§ WHAT THE EXERCISE ASKS
Extend the excerpt on the Federal Reserve rate hike and other central banks' policies, picking up right after its last sentence.
## begin SELECTED EXCERPT
The entire financial world is holding its breath to see what the Federal Reserve decides to do at its next meeting in December. After having postponed a rate hike several times, it’s now increasingly likely a decision to increase the benchmark interest rates has been reached. At least, that’s what the market is currently taking into consideration based on the data of the Fed Funds Futures:

fed-funds-rate-qe

Source: CME Group

As you can see, the odds are clearly in favor of a rate hike, as there’s a chance of less than 26% the Fed won’t do anything, whilst a minority expects a two-step hike (which doesn’t seem very likely to us).

But the world is much bigger than just the United States and even though the financial press is all over the rate hike (as they have been in the past 12 months or so), other countries are taking other measures. The Bank of England has started a new Quantitative Easing program, whilst the ECB is expected to continue its asset purchases beyond its self-proclaimed March 2017 target. These things aren’t a surprise, but it’s really interesting to see that the only place where inflation seemed to have been picked up is the United Kingdom.
## end SELECTED EXCERPT
## begin RECORD SET
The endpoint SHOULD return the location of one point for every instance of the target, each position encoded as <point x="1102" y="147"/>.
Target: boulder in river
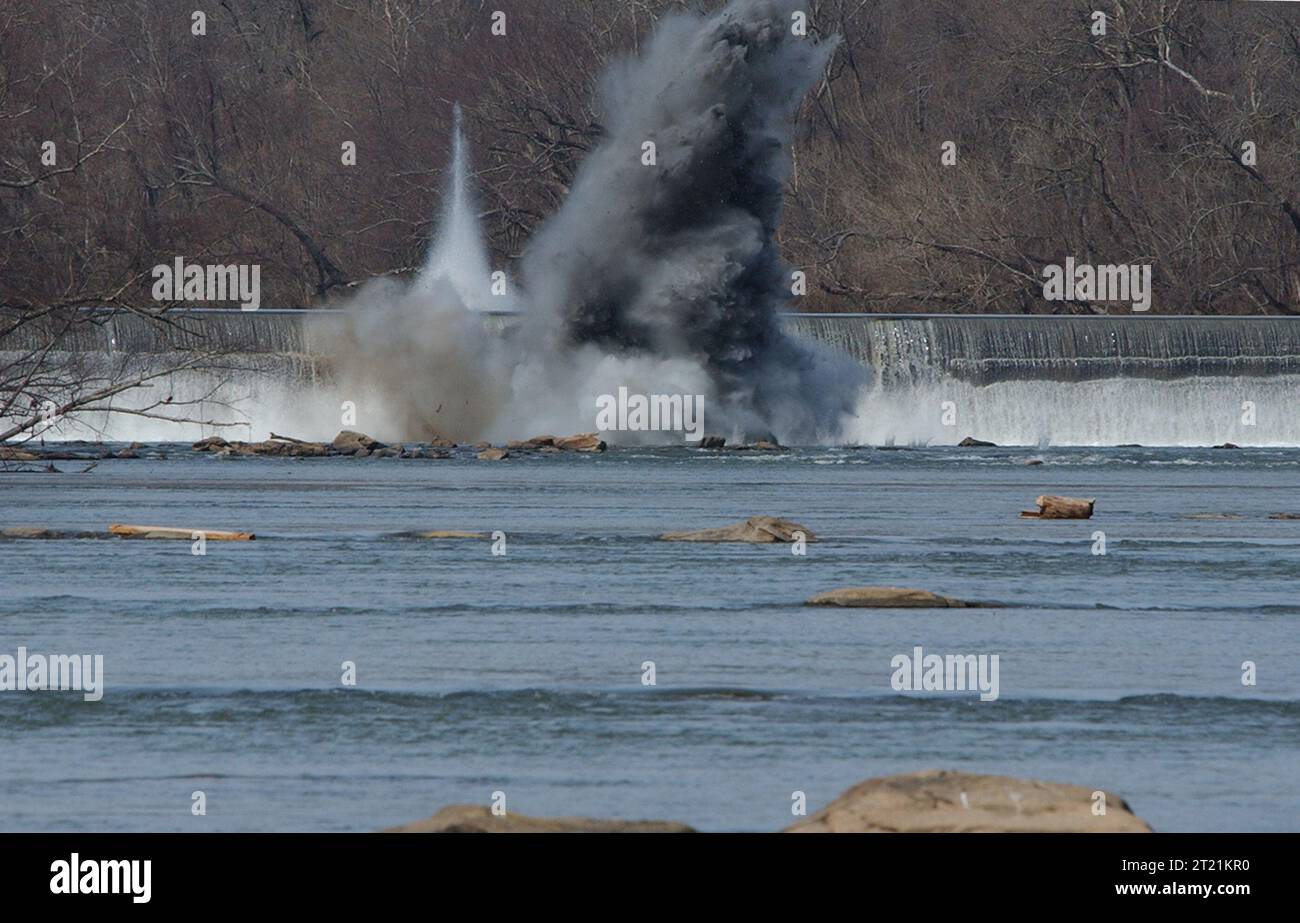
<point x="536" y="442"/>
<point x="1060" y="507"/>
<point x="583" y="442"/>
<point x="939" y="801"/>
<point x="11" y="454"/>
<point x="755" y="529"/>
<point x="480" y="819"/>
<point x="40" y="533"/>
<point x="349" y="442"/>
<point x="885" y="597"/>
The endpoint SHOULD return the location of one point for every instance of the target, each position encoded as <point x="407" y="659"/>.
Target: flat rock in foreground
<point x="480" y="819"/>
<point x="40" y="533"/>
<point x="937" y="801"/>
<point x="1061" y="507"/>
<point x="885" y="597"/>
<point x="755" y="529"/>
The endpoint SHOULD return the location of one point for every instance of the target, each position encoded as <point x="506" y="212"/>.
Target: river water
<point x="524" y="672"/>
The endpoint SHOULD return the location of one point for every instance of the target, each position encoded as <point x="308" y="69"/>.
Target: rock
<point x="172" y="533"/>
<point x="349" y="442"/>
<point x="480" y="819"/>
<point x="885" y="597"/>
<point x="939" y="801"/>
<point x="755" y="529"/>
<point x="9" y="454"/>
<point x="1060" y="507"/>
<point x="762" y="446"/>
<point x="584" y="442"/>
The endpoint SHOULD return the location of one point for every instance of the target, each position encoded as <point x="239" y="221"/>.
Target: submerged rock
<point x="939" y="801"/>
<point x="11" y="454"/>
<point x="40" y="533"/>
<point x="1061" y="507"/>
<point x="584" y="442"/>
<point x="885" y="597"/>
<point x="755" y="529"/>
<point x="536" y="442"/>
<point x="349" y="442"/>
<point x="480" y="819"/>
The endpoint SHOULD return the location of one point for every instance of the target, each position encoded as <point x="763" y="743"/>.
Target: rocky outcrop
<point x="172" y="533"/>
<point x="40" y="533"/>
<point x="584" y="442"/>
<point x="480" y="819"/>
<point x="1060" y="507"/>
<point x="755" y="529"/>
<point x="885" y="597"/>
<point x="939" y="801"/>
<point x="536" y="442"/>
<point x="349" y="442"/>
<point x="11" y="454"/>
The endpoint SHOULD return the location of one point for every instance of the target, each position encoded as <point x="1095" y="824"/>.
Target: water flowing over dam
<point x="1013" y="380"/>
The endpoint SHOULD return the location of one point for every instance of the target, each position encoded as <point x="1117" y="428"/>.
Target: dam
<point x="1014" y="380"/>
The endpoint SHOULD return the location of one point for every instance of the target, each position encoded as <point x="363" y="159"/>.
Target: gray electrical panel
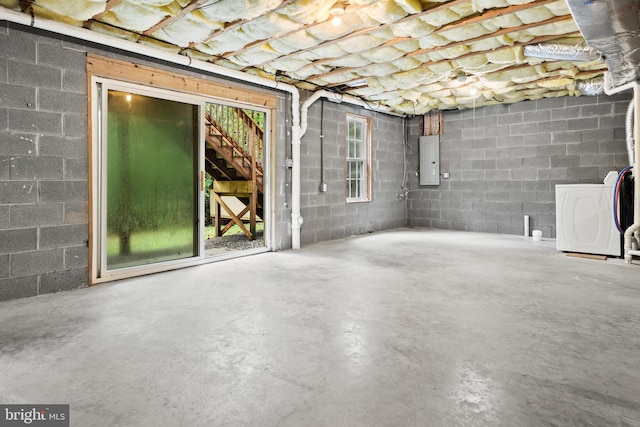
## end RECORD SET
§ EXERCISE RESULT
uk-inflation

Source: Danske Bank

The slightly higher inflation numbers caused a small sell-off on the bond markets as traders are repositioning itself for a (slightly and temporary?) higher interest rate which will reduce the fair value of bonds based on the mark-up to the benchmark rates. That’s an interesting fact but definitely not alarming yet considering several short-term yields are still negative and even companies with a riskier business profile are still able to borrow cash at dirt-cheap levels. Even countries with a huge balance deficit like Saudi Arabia have been able to raise billions, and despite the fact the entire economy is oil-driven, the yield on a 30 year Saudi Arabia bond was just 4.5%, just 1.25% higher than a 10-year bond…

The world is still flooded with cash, but outside of the main financial markets, Sweden thinks it needs to do more to keep its economy going. The Riksbank, the Swedish version of the Federal Reserve, has cut its inflation forecast whilst keeping its employment expectations and growth forecast stable. To ensure a stable financial system, the Riksbank has now decided to reduce the repo rate path by quite a substantial difference.

repo-rate-riksbank

Source: Danske Bank

So all western countries are expanding their monetary asset base, but surprisingly, Russia hasn’t cut its interest further from the 10% where it’s currently at. That’s surprising because one would think the Russian economy is improving on the back of the increasing oil price which strengthens the Ruble and allows more dollars to flow into Russia as the country exports several million barrels of crude oil per day.

The Russian Central Bank has set a target to keep the inflation rate below 4%, and is still aiming to reach that specific interest rate by the end of next year after seeing the core price inflation peak at almost 20% in the middle of the oil crisis.

russia-inflation-rate

Source: tradingeconomics.com

Long story short, there are so many mixed signals in the world, and the financial system as we know it is shaking to its foundations.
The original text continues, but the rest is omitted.